● **INSTRUCTIONS FOR THE TASK**
Copy out the stretch of rows from the start through the line containing "(644, 1319)", swapping "gold spoon" for "silver spoon" and keeping everything else the same.

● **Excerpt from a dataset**
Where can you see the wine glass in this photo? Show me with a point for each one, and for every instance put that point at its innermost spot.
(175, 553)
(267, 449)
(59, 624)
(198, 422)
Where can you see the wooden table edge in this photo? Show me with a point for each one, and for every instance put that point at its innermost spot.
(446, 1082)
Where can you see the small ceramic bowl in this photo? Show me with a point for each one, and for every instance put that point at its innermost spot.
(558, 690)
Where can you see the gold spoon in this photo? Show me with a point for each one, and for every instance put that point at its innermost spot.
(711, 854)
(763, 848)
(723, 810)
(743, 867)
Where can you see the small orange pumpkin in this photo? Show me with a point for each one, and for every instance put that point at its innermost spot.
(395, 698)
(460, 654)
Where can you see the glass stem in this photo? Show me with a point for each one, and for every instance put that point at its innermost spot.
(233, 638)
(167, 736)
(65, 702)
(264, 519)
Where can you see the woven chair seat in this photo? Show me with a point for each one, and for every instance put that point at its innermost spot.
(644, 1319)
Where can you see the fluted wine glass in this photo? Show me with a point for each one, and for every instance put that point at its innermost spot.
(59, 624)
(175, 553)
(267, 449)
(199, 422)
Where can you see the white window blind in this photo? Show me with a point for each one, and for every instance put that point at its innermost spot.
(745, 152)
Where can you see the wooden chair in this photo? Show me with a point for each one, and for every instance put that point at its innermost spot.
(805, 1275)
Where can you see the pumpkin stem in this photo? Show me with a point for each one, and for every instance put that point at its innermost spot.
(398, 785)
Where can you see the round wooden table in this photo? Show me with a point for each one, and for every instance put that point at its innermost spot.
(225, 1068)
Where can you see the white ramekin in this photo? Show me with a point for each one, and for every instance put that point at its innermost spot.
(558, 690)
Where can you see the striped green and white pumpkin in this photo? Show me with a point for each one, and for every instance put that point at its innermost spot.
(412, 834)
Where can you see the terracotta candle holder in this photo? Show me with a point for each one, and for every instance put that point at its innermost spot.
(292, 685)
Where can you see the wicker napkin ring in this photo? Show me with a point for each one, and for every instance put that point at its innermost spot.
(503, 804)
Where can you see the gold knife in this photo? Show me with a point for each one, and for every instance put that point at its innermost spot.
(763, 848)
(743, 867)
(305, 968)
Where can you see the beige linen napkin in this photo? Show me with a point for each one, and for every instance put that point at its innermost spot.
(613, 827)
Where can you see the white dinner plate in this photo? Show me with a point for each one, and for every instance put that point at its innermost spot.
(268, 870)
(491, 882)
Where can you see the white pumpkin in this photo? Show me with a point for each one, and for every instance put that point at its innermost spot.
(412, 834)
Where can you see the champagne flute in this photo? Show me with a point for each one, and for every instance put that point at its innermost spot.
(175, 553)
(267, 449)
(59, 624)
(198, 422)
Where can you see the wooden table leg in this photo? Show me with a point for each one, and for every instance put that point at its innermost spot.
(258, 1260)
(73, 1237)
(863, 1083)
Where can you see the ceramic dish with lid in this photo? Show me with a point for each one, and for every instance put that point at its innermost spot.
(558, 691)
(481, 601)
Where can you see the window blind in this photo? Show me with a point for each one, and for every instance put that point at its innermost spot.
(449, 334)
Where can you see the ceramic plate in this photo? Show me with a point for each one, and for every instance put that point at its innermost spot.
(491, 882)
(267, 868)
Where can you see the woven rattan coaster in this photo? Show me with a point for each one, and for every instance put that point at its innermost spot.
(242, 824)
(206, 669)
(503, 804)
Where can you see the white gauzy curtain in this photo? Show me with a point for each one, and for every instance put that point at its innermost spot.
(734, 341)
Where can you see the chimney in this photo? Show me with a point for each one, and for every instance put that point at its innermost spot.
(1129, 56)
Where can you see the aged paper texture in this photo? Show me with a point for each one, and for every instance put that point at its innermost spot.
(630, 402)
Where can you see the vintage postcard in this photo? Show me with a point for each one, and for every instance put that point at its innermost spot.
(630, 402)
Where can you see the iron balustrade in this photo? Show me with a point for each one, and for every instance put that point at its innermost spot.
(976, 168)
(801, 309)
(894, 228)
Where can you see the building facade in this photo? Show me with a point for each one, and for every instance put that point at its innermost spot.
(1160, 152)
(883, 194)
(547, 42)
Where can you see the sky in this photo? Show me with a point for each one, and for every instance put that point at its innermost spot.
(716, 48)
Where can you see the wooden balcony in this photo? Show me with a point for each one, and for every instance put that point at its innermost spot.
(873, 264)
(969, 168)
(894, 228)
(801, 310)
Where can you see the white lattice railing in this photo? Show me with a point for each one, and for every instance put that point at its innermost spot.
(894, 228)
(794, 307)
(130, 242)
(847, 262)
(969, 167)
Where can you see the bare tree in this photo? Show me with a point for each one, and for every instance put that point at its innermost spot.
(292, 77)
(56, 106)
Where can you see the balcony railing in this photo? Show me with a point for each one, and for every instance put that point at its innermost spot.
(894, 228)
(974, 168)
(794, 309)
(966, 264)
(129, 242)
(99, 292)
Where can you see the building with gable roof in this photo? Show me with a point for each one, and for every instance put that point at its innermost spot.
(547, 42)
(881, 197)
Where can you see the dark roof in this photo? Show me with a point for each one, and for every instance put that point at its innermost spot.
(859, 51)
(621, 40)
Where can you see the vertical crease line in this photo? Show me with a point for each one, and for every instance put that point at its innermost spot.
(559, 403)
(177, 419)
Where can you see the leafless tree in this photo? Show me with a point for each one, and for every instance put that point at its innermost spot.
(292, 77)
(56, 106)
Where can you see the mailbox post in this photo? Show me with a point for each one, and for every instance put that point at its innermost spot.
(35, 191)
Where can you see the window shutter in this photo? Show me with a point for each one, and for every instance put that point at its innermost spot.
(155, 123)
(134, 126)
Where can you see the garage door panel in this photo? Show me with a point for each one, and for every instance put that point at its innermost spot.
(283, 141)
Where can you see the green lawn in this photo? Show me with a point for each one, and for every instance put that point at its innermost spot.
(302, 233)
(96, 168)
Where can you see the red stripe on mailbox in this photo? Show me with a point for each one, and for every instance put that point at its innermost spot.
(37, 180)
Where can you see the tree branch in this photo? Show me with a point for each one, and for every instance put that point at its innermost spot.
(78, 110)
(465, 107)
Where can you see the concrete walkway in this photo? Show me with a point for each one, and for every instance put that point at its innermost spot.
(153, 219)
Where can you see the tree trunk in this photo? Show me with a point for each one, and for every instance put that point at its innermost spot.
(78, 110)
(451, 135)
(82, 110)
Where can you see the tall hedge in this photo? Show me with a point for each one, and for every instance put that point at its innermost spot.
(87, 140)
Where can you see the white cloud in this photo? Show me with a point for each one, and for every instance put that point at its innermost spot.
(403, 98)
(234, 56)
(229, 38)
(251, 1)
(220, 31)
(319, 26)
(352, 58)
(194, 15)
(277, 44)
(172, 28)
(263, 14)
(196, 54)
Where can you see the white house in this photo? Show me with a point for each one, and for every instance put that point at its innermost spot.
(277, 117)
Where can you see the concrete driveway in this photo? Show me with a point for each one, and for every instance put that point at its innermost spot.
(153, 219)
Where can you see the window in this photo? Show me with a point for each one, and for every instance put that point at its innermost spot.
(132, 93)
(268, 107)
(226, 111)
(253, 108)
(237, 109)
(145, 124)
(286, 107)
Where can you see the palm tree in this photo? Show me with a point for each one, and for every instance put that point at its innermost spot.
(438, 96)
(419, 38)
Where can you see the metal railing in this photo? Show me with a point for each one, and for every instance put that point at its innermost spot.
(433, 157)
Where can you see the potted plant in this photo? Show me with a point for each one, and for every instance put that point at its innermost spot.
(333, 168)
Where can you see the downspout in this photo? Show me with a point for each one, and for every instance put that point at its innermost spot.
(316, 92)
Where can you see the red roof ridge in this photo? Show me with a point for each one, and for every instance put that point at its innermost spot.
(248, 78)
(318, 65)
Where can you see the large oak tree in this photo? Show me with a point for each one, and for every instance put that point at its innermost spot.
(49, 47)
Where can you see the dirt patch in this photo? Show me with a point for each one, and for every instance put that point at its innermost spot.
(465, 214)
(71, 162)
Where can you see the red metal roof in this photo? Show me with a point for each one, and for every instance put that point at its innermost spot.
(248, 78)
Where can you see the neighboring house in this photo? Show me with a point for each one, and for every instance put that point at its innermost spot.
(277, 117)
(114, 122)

● **OUTPUT OF THE TASK**
Where can you see the wine glass in this photo? Show me with a point for each one, and for every instance put that point at its innermost spot.
(175, 553)
(267, 449)
(59, 624)
(198, 422)
Where can you see the wooden table edge in this photo? Show me with a point for each one, and for every instance put that point at its innermost spot.
(446, 1082)
Where can you see the small ceramic bowl in this photo? Show me with a point for each one, and for every instance put that point at its innermost spot.
(558, 690)
Where can you see the silver spoon in this photo? Show me with a point for each one, and for every instance put that point at its innermost spot.
(711, 854)
(763, 848)
(723, 810)
(743, 867)
Where can you see the small orange pumpkin in this photo? Show me with a point for each one, and for every instance put that point at its innermost spot.
(395, 698)
(460, 654)
Where can you see the glass stem in this photo? Show me with a point for each one, and for every instance put that point at its innermost spot.
(233, 638)
(167, 736)
(65, 702)
(264, 519)
Where can you see the woven chair seat in this photo? Show me with a point for each one, and for every instance put that point at its innermost spot.
(644, 1319)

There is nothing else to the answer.